--- SUPPLIED MATERIAL Enclosed Below ---
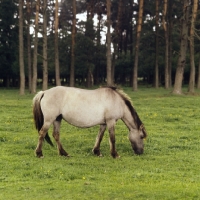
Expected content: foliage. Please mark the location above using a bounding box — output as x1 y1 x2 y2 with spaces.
75 32 95 77
0 87 200 199
0 0 18 79
0 0 200 88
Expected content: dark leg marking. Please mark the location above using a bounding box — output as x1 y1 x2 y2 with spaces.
53 120 69 157
108 126 119 158
93 124 106 157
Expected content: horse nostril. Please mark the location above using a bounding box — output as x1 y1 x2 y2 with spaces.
134 148 143 155
131 143 144 155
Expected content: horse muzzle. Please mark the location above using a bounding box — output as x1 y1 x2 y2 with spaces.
132 145 144 155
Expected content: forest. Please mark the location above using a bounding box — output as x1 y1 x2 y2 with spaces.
0 0 199 94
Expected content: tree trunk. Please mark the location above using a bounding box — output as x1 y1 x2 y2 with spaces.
154 0 159 88
106 0 112 85
168 0 173 88
32 0 40 94
117 0 123 54
55 0 61 86
87 68 94 88
70 0 76 87
86 0 94 88
95 12 102 85
43 0 48 90
188 0 198 93
26 0 32 93
162 0 169 89
172 0 189 95
132 0 144 91
19 0 25 95
129 0 133 55
197 56 200 89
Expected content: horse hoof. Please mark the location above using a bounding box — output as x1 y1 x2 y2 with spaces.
59 148 69 157
93 149 102 156
36 151 43 158
111 153 120 159
113 155 120 159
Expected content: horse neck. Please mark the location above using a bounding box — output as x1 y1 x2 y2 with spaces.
122 106 138 131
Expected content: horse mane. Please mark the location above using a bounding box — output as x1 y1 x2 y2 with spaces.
103 86 147 138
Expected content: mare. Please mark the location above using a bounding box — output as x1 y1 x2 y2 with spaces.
32 86 147 158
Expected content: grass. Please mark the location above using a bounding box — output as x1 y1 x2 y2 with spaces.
0 86 200 200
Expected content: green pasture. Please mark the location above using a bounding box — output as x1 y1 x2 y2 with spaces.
0 87 200 200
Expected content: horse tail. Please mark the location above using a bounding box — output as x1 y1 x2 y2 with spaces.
33 91 54 147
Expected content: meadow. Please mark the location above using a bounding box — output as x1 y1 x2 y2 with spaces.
0 86 200 200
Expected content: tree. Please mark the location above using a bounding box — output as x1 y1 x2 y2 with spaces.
42 0 48 90
172 0 190 94
116 0 123 54
55 0 61 86
19 0 25 95
95 1 107 84
70 0 76 87
188 0 198 93
0 0 18 87
106 0 112 85
197 57 200 89
26 0 32 92
162 0 169 89
132 0 144 91
168 0 173 88
154 0 159 88
32 0 40 94
85 0 95 87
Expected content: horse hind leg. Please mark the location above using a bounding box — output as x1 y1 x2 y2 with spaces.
35 122 51 158
53 119 69 157
93 124 106 157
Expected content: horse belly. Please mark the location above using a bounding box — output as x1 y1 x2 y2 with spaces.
62 106 105 128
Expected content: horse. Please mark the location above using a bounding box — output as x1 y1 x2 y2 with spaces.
32 86 147 158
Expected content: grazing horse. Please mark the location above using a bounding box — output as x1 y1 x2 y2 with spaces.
33 86 147 158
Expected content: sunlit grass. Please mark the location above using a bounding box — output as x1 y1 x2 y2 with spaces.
0 86 200 199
--- End of Enclosed SUPPLIED MATERIAL ---
▶ [AIM OF THE TASK] Return the material above verbatim, minus the pictures.

▶ [RESULT]
Expected content: foliage. Please mark the location above using a bounding box — output as x1 y1 x2 y2 with spaces.
75 32 95 77
0 87 200 199
0 0 18 79
0 0 200 88
Expected content: dark leg marking. Please mark the location above using a bounding box — output as x1 y1 x2 y2 with spaces.
53 120 69 157
108 126 119 158
93 124 106 157
Expected content: horse nostril. Please mark the location above using a bounding box — output as x1 y1 x2 y2 with spaces.
134 148 143 155
131 143 144 155
Expected content: horse muzzle. Please mark the location above using a bounding box — output as x1 y1 x2 y2 with spaces.
132 145 144 155
Expected content: forest. Please mark the location above using a bounding box — output as x1 y1 x2 y2 with spaces.
0 0 199 94
Expected content: tree trunk. Please mark the location above using a bounding box — output as x1 y1 x2 y2 with spaces.
154 0 159 88
106 0 112 85
168 0 173 88
32 0 40 94
117 0 123 54
55 0 61 86
87 68 94 88
70 0 76 87
86 0 94 88
95 12 102 85
43 0 48 90
188 0 198 93
26 0 32 93
162 0 169 89
172 0 189 95
132 0 144 91
19 0 25 95
129 0 133 55
197 56 200 89
Expected content: horse hoof. Please mark the location above using a bounding box — output as x1 y1 x2 y2 with spaces.
59 148 69 157
93 149 102 156
36 151 43 158
111 153 120 159
113 155 120 159
Expected content: horse neck. Please mark the location above using a bounding box — output as x1 y1 x2 y2 with spaces.
122 106 138 131
Expected content: horse mane. Please mark the location above using a bounding box — output as x1 y1 x2 y2 with spaces.
103 86 147 138
Expected content: mare. Please mark the location above using a bounding box — output as x1 y1 x2 y2 with spaces.
32 86 147 158
Expected content: grass. Please mark the location above using a bounding box — output as x1 y1 x2 y2 with spaces.
0 86 200 200
Expected content: green pasture. Please mark the location above using a bounding box — output as x1 y1 x2 y2 with spaces.
0 87 200 200
Expected content: horse tail. Please mark the location above using a bounding box — output as x1 y1 x2 y2 with spaces.
33 91 54 147
Expected content: meadow. Please mark the location above using a bounding box — output as x1 y1 x2 y2 with spaces.
0 86 200 200
Expected content: tree. Please mark the location above using a bounding box — output as x1 y1 x2 y2 with spaces.
42 0 48 90
172 0 190 94
116 0 123 54
55 0 61 86
19 0 25 95
95 1 107 84
70 0 76 87
188 0 198 93
0 0 18 87
106 0 112 85
197 57 200 89
26 0 32 92
162 0 169 89
132 0 144 91
168 0 173 88
154 0 159 88
32 0 40 94
85 0 95 87
Expected content: horse hind leg. Please mark the location above using a bounding box — output as x1 y1 x2 y2 with spaces.
35 122 51 158
53 119 69 157
93 124 106 157
Expected content: horse belly. Please mark the location above using a bounding box — output as x1 y1 x2 y2 with spaces.
62 106 105 128
Expected content: horse. Please mark the location above using a bounding box — output as x1 y1 x2 y2 with spaces.
32 86 147 158
Expected content: grazing horse. Please mark the location above using a bounding box — output as x1 y1 x2 y2 with spaces.
33 86 147 158
Expected content: sunlit grass. Please mark the location above using a bounding box — output as x1 y1 x2 y2 with spaces.
0 86 200 199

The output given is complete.